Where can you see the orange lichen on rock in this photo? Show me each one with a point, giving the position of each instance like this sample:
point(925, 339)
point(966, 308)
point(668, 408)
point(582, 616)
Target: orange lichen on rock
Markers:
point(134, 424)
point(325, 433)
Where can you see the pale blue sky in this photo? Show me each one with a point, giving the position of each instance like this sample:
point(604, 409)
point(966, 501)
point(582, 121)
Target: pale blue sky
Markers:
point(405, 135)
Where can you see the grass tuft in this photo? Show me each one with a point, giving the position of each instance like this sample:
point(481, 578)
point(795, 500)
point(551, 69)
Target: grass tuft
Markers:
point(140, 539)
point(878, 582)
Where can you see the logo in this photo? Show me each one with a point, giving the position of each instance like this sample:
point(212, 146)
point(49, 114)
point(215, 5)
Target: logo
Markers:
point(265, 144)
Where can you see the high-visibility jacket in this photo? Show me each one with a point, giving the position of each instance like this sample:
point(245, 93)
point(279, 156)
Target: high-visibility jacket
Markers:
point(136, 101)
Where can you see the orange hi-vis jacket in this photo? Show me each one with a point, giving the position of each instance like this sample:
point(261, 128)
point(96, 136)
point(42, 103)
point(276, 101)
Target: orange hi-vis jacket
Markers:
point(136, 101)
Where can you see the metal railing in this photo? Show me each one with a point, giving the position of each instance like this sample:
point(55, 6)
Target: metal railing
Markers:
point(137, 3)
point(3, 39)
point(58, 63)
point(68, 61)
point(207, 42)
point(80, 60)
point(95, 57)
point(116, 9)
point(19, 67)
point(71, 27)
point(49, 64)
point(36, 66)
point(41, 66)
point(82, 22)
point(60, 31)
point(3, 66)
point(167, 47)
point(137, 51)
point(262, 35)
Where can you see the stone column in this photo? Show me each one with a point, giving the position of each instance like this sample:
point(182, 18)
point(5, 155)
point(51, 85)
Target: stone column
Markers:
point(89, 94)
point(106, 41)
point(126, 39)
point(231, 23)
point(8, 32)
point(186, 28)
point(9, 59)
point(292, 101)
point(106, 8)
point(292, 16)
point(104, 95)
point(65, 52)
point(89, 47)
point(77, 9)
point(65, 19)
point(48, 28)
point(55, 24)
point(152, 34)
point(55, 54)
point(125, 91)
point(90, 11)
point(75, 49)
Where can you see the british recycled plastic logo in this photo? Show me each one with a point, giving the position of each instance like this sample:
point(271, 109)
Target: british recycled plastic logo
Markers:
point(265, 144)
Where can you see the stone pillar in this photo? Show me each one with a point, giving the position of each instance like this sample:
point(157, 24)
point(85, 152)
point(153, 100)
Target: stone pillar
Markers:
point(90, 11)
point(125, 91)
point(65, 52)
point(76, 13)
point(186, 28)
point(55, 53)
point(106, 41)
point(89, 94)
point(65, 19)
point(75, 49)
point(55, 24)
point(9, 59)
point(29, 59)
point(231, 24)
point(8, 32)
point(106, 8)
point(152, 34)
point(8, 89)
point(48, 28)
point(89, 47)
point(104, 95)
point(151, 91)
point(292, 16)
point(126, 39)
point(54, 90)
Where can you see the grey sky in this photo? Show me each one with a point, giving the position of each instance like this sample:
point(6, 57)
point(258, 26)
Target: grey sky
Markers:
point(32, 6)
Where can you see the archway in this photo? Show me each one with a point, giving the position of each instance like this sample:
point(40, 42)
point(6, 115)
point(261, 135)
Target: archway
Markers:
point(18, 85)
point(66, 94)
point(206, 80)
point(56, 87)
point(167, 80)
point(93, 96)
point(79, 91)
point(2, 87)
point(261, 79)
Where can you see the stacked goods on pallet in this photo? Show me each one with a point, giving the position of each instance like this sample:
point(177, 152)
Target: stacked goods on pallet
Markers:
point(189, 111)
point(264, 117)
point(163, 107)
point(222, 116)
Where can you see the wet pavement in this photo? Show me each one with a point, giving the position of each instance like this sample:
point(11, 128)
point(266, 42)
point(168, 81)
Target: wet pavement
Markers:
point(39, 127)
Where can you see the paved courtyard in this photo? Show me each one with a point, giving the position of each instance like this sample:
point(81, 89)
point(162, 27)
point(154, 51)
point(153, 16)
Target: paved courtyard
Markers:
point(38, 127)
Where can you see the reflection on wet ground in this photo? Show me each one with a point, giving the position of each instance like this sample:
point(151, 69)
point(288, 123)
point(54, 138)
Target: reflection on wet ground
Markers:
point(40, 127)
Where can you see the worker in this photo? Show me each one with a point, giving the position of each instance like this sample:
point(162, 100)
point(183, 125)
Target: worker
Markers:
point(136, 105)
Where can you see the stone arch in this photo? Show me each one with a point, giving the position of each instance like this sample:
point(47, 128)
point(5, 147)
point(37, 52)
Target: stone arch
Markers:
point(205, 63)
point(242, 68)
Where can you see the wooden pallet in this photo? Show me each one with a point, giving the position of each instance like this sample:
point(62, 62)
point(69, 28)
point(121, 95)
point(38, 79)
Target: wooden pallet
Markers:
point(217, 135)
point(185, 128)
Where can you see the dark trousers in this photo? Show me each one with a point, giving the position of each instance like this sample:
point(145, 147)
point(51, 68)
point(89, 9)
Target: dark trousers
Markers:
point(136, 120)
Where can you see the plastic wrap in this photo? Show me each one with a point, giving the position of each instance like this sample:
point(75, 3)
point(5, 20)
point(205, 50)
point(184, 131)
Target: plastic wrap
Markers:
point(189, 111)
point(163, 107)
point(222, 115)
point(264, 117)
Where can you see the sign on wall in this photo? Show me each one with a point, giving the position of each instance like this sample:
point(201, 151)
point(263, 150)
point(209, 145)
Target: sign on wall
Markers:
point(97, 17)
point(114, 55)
-------
→ **AIM**: Rewrite all of the records above, replacing every "Markers:" with "Points:" and leaving everything else unchanged.

→ **EXPECTED ANSWER**:
Where can you see the orange lichen on rock in this photo? Show me each one with a point, giving the position of each instance like this sample:
point(925, 339)
point(966, 308)
point(668, 408)
point(582, 616)
Target: orange lichen on rock
Points:
point(134, 424)
point(325, 433)
Where can you see the pale blue sky in this photo? Show me each one with a point, giving the position of each instance like this sample:
point(604, 409)
point(966, 501)
point(582, 121)
Target: pale blue sky
Points:
point(405, 135)
Where can you see the grass tuft in this photo? Show me each one with a point, giving the position of each instance like this sample:
point(481, 578)
point(795, 500)
point(551, 69)
Target: grass tuft
Points:
point(140, 539)
point(878, 582)
Where can you see the logo in this photo? Show me each one with a point, giving the position of each instance like this sample:
point(212, 146)
point(49, 114)
point(215, 5)
Target: logo
Points:
point(265, 144)
Where can you see the high-visibility jacket in this photo? Show me each one with a point, giving the position of each instance like this sample:
point(245, 93)
point(279, 156)
Target: high-visibility jacket
Points:
point(136, 101)
Where can you see the orange hi-vis jacket in this photo? Show me each one with a point, giving the position of each instance like this sample:
point(261, 128)
point(96, 136)
point(42, 103)
point(276, 101)
Target: orange hi-vis jacket
Points:
point(136, 101)
Where can you see the metal railing in this photo? Show me each one with a point, giving the position of each instance like this sample:
point(55, 6)
Target: metal railing
Points:
point(137, 3)
point(3, 39)
point(58, 63)
point(68, 61)
point(207, 42)
point(80, 60)
point(95, 57)
point(116, 9)
point(19, 67)
point(71, 27)
point(49, 64)
point(36, 66)
point(41, 66)
point(82, 22)
point(60, 31)
point(3, 66)
point(167, 47)
point(137, 51)
point(262, 35)
Where can you see the stone column in this photo? Show me each one with a point, giving the position of each instance like this sample:
point(182, 18)
point(5, 155)
point(51, 85)
Target: stone column
Points:
point(89, 94)
point(106, 41)
point(126, 39)
point(231, 23)
point(8, 32)
point(186, 28)
point(9, 59)
point(292, 101)
point(106, 8)
point(292, 16)
point(104, 95)
point(65, 52)
point(89, 47)
point(77, 9)
point(65, 19)
point(48, 28)
point(55, 24)
point(152, 34)
point(55, 54)
point(125, 91)
point(90, 11)
point(75, 49)
Where can you see the british recycled plastic logo in this photo? Show me each one with a point, giving the position of each instance like this sample:
point(271, 109)
Target: british recycled plastic logo
Points:
point(265, 144)
Where can you see the stone pillar in this photo? Show me each one with a point, giving the position of each instance like this sample:
point(157, 24)
point(85, 152)
point(153, 100)
Target: stone pillar
Points:
point(90, 11)
point(125, 91)
point(65, 52)
point(76, 13)
point(186, 28)
point(55, 53)
point(106, 41)
point(89, 94)
point(65, 19)
point(75, 49)
point(55, 24)
point(9, 59)
point(29, 59)
point(231, 24)
point(8, 32)
point(106, 8)
point(152, 34)
point(8, 89)
point(48, 28)
point(89, 47)
point(104, 95)
point(151, 91)
point(292, 16)
point(126, 39)
point(54, 90)
Where can you see the grey sky in this photo? Show me each one with a point, giving the position of each instance like this sample:
point(6, 57)
point(258, 26)
Target: grey sky
Points:
point(32, 6)
Where can you see the archway in this photo? Show me each one with a point, giving the position of each instance like this sample:
point(40, 42)
point(6, 115)
point(261, 135)
Target: archway
Points:
point(18, 85)
point(66, 94)
point(206, 80)
point(56, 87)
point(167, 80)
point(93, 96)
point(79, 91)
point(2, 87)
point(261, 79)
Where can you see the stacked goods on pallet in this photo? Show me each one with a point, giving the position of each instance like this sample:
point(177, 152)
Target: stacked goods on pallet
Points:
point(189, 111)
point(264, 117)
point(163, 107)
point(222, 116)
Where can you see the wet pavement in this photo? Show me each one with a point, giving the position of each instance like this sample:
point(11, 128)
point(266, 42)
point(168, 81)
Target: wet pavement
Points:
point(39, 127)
Where can you see the paved courtyard in this photo? Show me each one with a point, giving the position of each instance like this sample:
point(81, 89)
point(162, 27)
point(154, 51)
point(153, 16)
Target: paved courtyard
Points:
point(38, 127)
Where can you see the reflection on wet ground in this photo? Show me each one with a point, giving the position of each instance like this sample:
point(151, 69)
point(288, 123)
point(54, 138)
Target: reflection on wet ground
Points:
point(40, 127)
Where can you see the worker in this photo? Show me each one with a point, giving the position of each instance like this sample:
point(162, 100)
point(183, 125)
Target: worker
Points:
point(136, 105)
Where can you see the stone arch in this photo? Show me each one with a point, giving the position of each instance like this sample:
point(47, 128)
point(5, 147)
point(37, 52)
Target: stone arch
Points:
point(205, 63)
point(242, 68)
Where can you see the wooden pallet in this photo? Show me each one with a point, giving the position of each instance like this sample:
point(62, 62)
point(69, 28)
point(121, 95)
point(38, 79)
Target: wooden pallet
Points:
point(217, 135)
point(185, 128)
Where can you see the dark trousers in this photo? Show me each one with a point, giving the position of each instance like this sample:
point(145, 147)
point(51, 68)
point(89, 9)
Target: dark trousers
Points:
point(136, 120)
Where can you see the plastic wrap in this photo? Show me each one with a point, giving the position of each instance like this sample:
point(75, 3)
point(5, 20)
point(205, 50)
point(184, 131)
Target: plastic wrap
Points:
point(189, 111)
point(163, 107)
point(222, 115)
point(264, 117)
Where can you see the sign on wall in this photo? Show me each one with a point, giving the position of each instance like this sample:
point(201, 151)
point(263, 150)
point(209, 145)
Target: sign on wall
Points:
point(97, 17)
point(114, 55)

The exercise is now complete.